== Data to examine ==
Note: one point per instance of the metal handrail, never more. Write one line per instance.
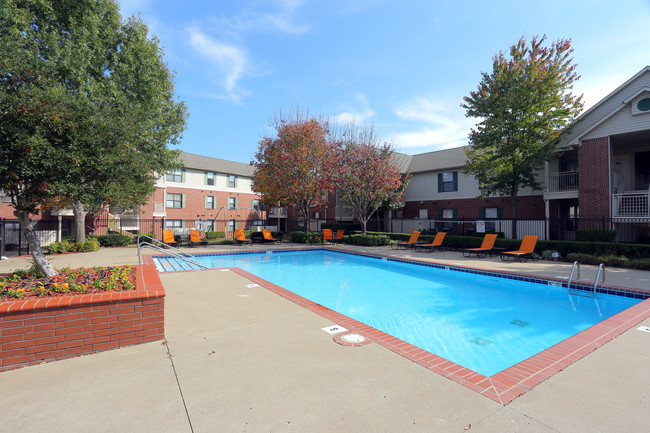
(601, 268)
(575, 265)
(181, 255)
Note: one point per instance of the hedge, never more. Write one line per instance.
(112, 240)
(366, 240)
(74, 247)
(305, 237)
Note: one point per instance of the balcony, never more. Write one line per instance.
(563, 184)
(159, 208)
(277, 212)
(631, 205)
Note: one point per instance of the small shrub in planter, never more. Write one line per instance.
(215, 235)
(305, 237)
(367, 240)
(595, 235)
(113, 240)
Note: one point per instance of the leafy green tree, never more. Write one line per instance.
(86, 109)
(290, 168)
(365, 173)
(523, 106)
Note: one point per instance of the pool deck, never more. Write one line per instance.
(243, 359)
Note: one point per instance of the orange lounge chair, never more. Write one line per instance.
(240, 237)
(437, 243)
(168, 238)
(486, 247)
(409, 244)
(328, 235)
(195, 238)
(525, 250)
(268, 237)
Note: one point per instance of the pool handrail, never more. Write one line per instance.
(181, 255)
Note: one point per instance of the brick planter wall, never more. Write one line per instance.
(47, 329)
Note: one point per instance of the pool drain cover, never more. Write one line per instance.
(481, 341)
(521, 323)
(353, 338)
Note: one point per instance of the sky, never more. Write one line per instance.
(401, 66)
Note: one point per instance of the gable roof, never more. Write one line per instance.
(438, 160)
(606, 107)
(200, 162)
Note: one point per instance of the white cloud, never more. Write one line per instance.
(357, 115)
(230, 62)
(433, 126)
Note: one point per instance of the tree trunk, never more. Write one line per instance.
(79, 221)
(34, 245)
(513, 197)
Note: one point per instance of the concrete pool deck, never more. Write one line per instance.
(241, 358)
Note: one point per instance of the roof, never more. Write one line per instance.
(438, 160)
(200, 162)
(604, 109)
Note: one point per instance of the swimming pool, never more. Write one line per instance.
(482, 322)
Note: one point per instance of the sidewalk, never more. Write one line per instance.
(242, 359)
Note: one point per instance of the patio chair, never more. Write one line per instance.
(437, 243)
(408, 244)
(486, 247)
(525, 250)
(268, 237)
(240, 237)
(328, 235)
(168, 238)
(195, 238)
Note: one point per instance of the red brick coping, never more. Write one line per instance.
(40, 330)
(502, 387)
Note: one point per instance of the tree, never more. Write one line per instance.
(365, 173)
(523, 106)
(86, 108)
(290, 168)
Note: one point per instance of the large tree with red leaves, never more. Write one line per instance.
(365, 172)
(290, 167)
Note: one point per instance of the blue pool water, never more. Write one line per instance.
(484, 323)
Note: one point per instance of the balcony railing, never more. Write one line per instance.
(562, 181)
(631, 204)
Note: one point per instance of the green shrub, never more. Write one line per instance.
(366, 240)
(65, 246)
(595, 235)
(215, 235)
(305, 237)
(113, 240)
(348, 227)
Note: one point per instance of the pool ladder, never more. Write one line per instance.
(600, 278)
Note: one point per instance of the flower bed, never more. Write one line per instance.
(62, 323)
(22, 284)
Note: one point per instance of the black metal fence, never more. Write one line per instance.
(12, 241)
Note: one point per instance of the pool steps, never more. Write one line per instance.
(600, 278)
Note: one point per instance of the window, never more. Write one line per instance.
(176, 176)
(175, 200)
(448, 217)
(490, 213)
(448, 181)
(173, 224)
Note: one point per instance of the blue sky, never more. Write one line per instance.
(403, 66)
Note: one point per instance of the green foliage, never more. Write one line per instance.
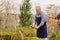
(27, 31)
(25, 16)
(32, 38)
(53, 36)
(58, 37)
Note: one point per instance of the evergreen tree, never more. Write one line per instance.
(25, 16)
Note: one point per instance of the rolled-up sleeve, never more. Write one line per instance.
(43, 19)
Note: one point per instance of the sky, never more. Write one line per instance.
(42, 3)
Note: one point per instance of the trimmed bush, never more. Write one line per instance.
(32, 38)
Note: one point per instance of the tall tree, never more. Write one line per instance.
(25, 16)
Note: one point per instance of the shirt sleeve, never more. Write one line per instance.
(43, 19)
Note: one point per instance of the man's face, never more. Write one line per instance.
(38, 10)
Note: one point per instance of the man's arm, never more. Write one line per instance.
(44, 19)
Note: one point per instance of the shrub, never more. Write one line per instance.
(58, 37)
(27, 31)
(32, 38)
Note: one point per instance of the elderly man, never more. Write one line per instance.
(40, 24)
===
Problem details: Write out each line again, exactly as it appears above, except for any picture.

Answer space:
Note: one point per instance of the metal handrail, never more. Write one line per instance.
(601, 268)
(575, 265)
(181, 255)
Note: one point per instance of the hedge, never more. Write one line per instance.
(112, 240)
(366, 240)
(74, 247)
(305, 237)
Note: one point per instance of the balcony, never more. Write one line per instance.
(563, 184)
(159, 208)
(277, 212)
(631, 205)
Note: one point per instance of the small shrub in planter, never more. Write one line per instance.
(215, 235)
(305, 237)
(367, 240)
(595, 235)
(113, 240)
Note: one point per instance of the leafy green tree, never more. Write one line per instance.
(86, 109)
(290, 168)
(365, 173)
(523, 106)
Note: one point per instance of the pool deck, never more. Write one line per instance.
(243, 359)
Note: one point per instance of the orange lounge chair, never more. Write one line per instance.
(240, 237)
(437, 243)
(168, 238)
(486, 247)
(409, 244)
(328, 235)
(195, 238)
(525, 250)
(268, 237)
Note: one point per instance of the pool handrail, never more. Write one line per instance.
(181, 255)
Note: one point per instance of the brick planter wall, never more. Write one line per instance.
(47, 329)
Note: one point per instance of the pool drain cover, never more. Write one line per instance.
(481, 341)
(521, 323)
(353, 338)
Note: one point per instance of the sky, never more. Write one line per instance.
(401, 66)
Note: one point per instance of the gable roof, never more. Write one line per instance.
(438, 160)
(606, 107)
(200, 162)
Note: one point per instance of the white cloud, never more. Write one line per instance.
(357, 115)
(230, 62)
(433, 126)
Note: one point per instance of the tree trunk, never more. Write one line per instance.
(79, 221)
(34, 245)
(513, 197)
Note: one point per instance of the concrete pool deck, never more. Write one line per instance.
(241, 358)
Note: one point per instance of the roof, never more. Write one line per instance.
(438, 160)
(200, 162)
(604, 109)
Note: one point per instance of the swimming pool, never more. Write one line per instance.
(482, 322)
Note: one point per instance of the sidewalk, never more. Write one line per instance.
(242, 359)
Note: one point per instance of the patio chair, never more. Write one line per instance.
(437, 243)
(408, 244)
(486, 247)
(525, 250)
(268, 237)
(240, 237)
(328, 235)
(168, 238)
(195, 238)
Note: one point per instance of the red brick coping, never more. Write one line per instance.
(40, 330)
(502, 387)
Note: one point per instance of the tree, never more. Write one line per instance.
(365, 173)
(523, 106)
(86, 108)
(290, 168)
Note: one point per instance of the large tree with red leaves, never more. Write one line per instance.
(365, 172)
(290, 167)
Note: one point per instance of the blue pool water, never more. Write one line per instance.
(484, 323)
Note: one point per instance of the balcony railing, never more. Write one line per instance.
(562, 181)
(631, 204)
Note: one point per instance of the green shrub, never more. Write one line per instance.
(366, 240)
(65, 246)
(595, 235)
(215, 235)
(305, 237)
(113, 240)
(348, 227)
Note: one point per instance of the pool ladder, never more. Write one line per instance.
(600, 278)
Note: one point per instance of the flower bed, never more. Write one line per instance.
(62, 323)
(22, 284)
Note: one point per instance of the black metal fence, never more. Write one line per instance.
(12, 241)
Note: one point per instance of the pool steps, never more. Write one line per instance.
(600, 278)
Note: one point per instance of the window, never more. Write one line per instance.
(176, 176)
(175, 200)
(448, 217)
(490, 213)
(448, 181)
(173, 224)
Note: one point per instance of the blue sky, never more. Write one line per instance.
(403, 66)
Note: one point per instance of the green foliage, never more. Write one line per instance.
(27, 31)
(25, 16)
(32, 38)
(53, 36)
(58, 37)
Note: one point per instance of the evergreen tree, never more. Write one line per instance.
(25, 16)
Note: one point per instance of the rolled-up sleeve, never more. Write one line per instance.
(43, 19)
Note: one point per instance of the sky, never more. Write one line per instance.
(42, 3)
Note: one point per instance of the trimmed bush, never more. Write one line per instance.
(32, 38)
Note: one point per instance of the tall tree, never more. Write one line per instance.
(25, 16)
Note: one point per instance of the shirt sleeve, never more. Write one line per instance.
(43, 19)
Note: one point per instance of the man's face, never more. Write one line per instance.
(38, 10)
Note: one point per instance of the man's arm, never more. Write one line per instance.
(44, 19)
Note: one point per instance of the shrub, never more. Write one line per instance.
(58, 37)
(27, 31)
(32, 38)
Note: one point per instance of the elderly man, never more. Write one line per instance.
(40, 24)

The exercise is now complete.